[Saved entries]
..........

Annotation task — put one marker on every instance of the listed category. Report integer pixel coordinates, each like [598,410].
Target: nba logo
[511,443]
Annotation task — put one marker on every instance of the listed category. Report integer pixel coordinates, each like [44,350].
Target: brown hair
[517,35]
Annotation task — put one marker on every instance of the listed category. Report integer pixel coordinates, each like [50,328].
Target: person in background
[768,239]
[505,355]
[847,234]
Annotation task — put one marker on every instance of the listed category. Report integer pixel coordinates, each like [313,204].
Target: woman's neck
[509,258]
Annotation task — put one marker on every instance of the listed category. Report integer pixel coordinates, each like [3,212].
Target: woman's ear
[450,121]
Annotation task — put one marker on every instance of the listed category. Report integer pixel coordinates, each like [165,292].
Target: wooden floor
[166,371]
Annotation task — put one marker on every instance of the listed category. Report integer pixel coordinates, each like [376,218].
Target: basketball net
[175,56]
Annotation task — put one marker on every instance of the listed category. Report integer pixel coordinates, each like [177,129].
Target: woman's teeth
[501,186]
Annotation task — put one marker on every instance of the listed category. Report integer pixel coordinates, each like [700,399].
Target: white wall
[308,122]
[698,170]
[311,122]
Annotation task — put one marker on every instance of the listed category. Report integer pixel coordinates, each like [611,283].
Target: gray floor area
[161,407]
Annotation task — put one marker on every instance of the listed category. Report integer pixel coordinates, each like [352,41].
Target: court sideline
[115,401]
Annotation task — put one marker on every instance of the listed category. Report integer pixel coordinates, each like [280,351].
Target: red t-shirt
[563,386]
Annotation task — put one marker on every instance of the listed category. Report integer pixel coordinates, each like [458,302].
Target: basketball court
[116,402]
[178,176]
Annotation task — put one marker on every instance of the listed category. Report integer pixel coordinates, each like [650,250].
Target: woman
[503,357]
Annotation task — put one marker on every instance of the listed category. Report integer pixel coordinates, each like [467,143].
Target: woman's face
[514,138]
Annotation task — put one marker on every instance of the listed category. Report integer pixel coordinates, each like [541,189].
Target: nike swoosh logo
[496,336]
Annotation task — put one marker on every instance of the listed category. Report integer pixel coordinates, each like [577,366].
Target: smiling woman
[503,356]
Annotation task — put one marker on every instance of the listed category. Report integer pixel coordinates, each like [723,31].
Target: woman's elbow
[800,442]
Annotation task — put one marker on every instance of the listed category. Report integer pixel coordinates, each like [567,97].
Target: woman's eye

..........

#### WHAT YOU HAVE TO DO
Transcribe only, please, the lines from the first line of the records through the line with "each like [50,328].". Both of those lines are included.

#### TASK RESPONSE
Annotation task — put one marker on every instance of the listed category. Report integer pixel coordinates, each like [598,410].
Target: nba logo
[511,443]
Annotation task — put one marker on every instance of the listed category. Report integer pixel coordinates, each like [44,350].
Target: brown hair
[517,35]
Annotation task — put one marker on every instance of the listed category. Report integer pixel coordinates, each like [50,328].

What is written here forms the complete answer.